◆ **Exercise aim**: Can you rewrite the items below, replacing "pin" with "marker" everywhere it occurs and leaving everything else unchanged?

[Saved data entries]
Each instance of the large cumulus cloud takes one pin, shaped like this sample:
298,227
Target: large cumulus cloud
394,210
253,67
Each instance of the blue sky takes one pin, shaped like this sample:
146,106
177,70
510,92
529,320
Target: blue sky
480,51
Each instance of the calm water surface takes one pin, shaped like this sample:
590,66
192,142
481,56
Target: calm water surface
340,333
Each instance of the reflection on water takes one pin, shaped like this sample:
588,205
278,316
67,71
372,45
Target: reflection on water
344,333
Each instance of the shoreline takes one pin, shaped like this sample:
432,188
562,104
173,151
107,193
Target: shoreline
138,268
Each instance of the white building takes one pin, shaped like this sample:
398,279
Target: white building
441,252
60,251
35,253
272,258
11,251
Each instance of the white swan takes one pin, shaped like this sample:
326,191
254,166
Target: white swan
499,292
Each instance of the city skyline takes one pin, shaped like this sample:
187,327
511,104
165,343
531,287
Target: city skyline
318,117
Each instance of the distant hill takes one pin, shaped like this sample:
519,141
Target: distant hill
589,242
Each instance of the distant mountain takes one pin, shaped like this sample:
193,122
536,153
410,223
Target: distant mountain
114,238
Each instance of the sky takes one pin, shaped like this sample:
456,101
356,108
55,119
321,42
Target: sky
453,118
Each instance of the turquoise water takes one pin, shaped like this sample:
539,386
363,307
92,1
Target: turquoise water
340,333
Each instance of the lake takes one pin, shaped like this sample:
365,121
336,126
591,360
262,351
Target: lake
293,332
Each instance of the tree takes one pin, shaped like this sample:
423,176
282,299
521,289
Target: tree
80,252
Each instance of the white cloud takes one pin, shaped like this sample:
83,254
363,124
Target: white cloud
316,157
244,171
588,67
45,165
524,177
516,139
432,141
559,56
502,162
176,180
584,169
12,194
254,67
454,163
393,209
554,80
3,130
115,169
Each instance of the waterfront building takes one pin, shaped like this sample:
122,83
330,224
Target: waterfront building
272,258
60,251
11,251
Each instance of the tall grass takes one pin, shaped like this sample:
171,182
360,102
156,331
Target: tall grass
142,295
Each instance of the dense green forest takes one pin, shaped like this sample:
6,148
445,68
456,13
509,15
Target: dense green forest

◆ **Reply to the exercise**:
Each instance of the large cumulus cloud takes one marker, shaped like this sample:
298,227
Target: large cumulus cloud
394,210
253,67
Each instance of the blue sky takes one marker, shaped like this sample:
146,106
177,70
510,92
529,320
Target: blue sky
480,51
Each instance of the calm water surface takes one marker, shaped like this sample:
590,66
192,142
481,56
Target: calm water surface
340,333
Each instance of the reflection on water takes one marker, shaped like this sample:
588,205
278,316
67,71
372,45
Target: reflection on water
344,333
Each instance of the shoreline takes one marker, shaped like this sample:
432,188
562,104
173,151
107,193
Target: shoreline
138,268
Each instance of the white building takes one marker, shaped like this sample:
398,279
Target: white building
441,252
60,251
35,253
272,258
11,251
Each instance of the white swan takes one marker, shaped like this sample:
326,191
254,166
Target: white swan
499,292
Each instance of the city skyline takes one marker, shaped like this sample:
187,327
511,104
165,343
531,287
Target: city skyline
318,117
Each instance of the distant hill takes one marker, shaped like this sample:
519,141
Target: distant hill
589,242
Each instance of the distant mountain takes one marker, shaped like this sample:
193,122
536,153
410,223
Target: distant mountain
114,238
Each instance of the sky takes one marker, shaped like this sample:
456,101
356,108
55,119
321,42
Target: sky
453,118
Each instance of the turquoise water takes one marker, shaped like this sample:
539,386
363,307
92,1
Target: turquoise water
340,333
Each instance of the lake takes one marker, shaped like this sample:
365,121
336,126
591,360
262,351
Target: lake
293,332
Each instance of the tree takes one marker, shaped like this sample:
423,176
282,299
521,289
Target: tree
80,252
Each instance of the white cloud takes one marker, shaped like this sample:
83,254
363,124
Target: white cloud
316,157
244,171
588,67
45,165
524,177
516,139
432,141
559,56
502,162
176,180
584,169
12,194
254,67
454,163
393,209
554,80
3,130
115,169
Each instance of the waterfront building takes one marker, shaped like this sample:
122,83
330,224
Target: waterfront building
272,258
60,251
11,251
Each instance of the tall grass takes one marker, shaped like this sample:
171,182
360,102
156,331
Target: tall grass
142,295
Each instance of the dense green forest takes one marker, shaped like this sample:
6,148
445,68
456,13
509,15
Target: dense green forest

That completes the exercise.